• _TEXT SEGMENT_
** Begin **

I went over tutorial and spotted a few typos (see below).
I think the SHA-1 example shouldn't use the static buffer because it
is not task-safe.
More significantly, the gettimeofday example still uses the wrong
types for time_t and suseconds_t. time_t is usually signed and not
always 64 bit (or the size of a machine word). suseconds_t can be a
32-bit type even on 64-bit machines, and the padding is in the wrong
place on big-endian machines. Not sure if rustc already works on
anything besides i386 and amd64 on GNU libc platforms. But even to
support these two, you need this:
type timeval = {mut tv_sec: c_long, mut tv_usec: c_long};
time_t and suseconds_t are two of the most problematic types for FFI.
It's difficult to find structs in POSIX which are essentially fixed.
struct pollfd appears to be one such type, but the example would have
to be larger.
diff --git a/doc/tutorial.md b/doc/tutorial.md
index ed32100..78f41e3 100644
--- a/doc/tutorial.md
+++ b/doc/tutorial.md
@@ -350,7 +350,7 @@ more underscores.
The double-colon (`::`) is used as a module separator, so
`io::println` means 'the thing named `println` in the module
-named `io`'.

** End **

• _RECORD LIST_
** Begin **

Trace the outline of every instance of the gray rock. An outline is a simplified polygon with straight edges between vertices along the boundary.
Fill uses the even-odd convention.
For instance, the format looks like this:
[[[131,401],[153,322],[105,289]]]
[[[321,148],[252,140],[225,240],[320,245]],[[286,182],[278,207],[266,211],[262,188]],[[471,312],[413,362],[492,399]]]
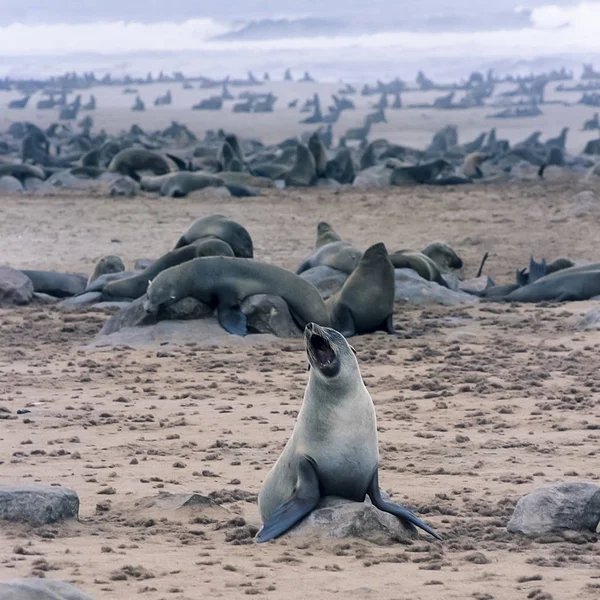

** End **

• _GOALS_
A: Duplicate the stretch of the tutorial feedback message from "I went over" through "are essentially fixed.".
B: Summarize the tutorial feedback message in two sentences.
C: Write the next part of the tutorial feedback message, picking up right after its last line.
The entries are separate material from the message about the Rust tutorial.

• _OUTPUTS IN ORDER_
A:
I went over tutorial and spotted a few typos (see below).
I think the SHA-1 example shouldn't use the static buffer because it
is not task-safe.
More significantly, the gettimeofday example still uses the wrong
types for time_t and suseconds_t. time_t is usually signed and not
always 64 bit (or the size of a machine word). suseconds_t can be a
32-bit type even on 64-bit machines, and the padding is in the wrong
place on big-endian machines. Not sure if rustc already works on
anything besides i386 and amd64 on GNU libc platforms. But even to
support these two, you need this:
type timeval = {mut tv_sec: c_long, mut tv_usec: c_long};
time_t and suseconds_t are two of the most problematic types for FFI.
It's difficult to find structs in POSIX which are essentially fixed.

B: The writer found typos in the tutorial and argues that the SHA-1 example should not use a static buffer because it is not task-safe. The writer also points out that the gettimeofday example still uses the wrong types for time_t and suseconds_t, which are two of the most problematic types for FFI.

C:
+named `io`.
Rust will normally emit warnings about unused variables. These can be
suppressed by using a variable name that starts with an underscore.
@@ -1413,7 +1413,7 @@ let exchange_crayons: ~[crayon] = ~[banana_mania, beaver,
bittersweet];
> but is deprecated. In the future it will probably represent some
> "reasonable default" vector type.
>
-> Unique vectors are the currently-recomended vector type for general
+> Unique vectors are the currently-recommended vector type for general
> use as they are the most tested and well-supported by existing
> libraries. There will be a gradual shift toward using more
> stack and local vectors in the coming releases.
@@ -2814,7 +2814,7 @@ C functions often take pointers to structs as arguments.
Since Rust
records are binary-compatible with C structs, Rust programs can call
such functions directly.
-This program uses the Posix function `gettimeofday` to get a
+This program uses the POSIX function `gettimeofday` to get a
microsecond-resolution timer.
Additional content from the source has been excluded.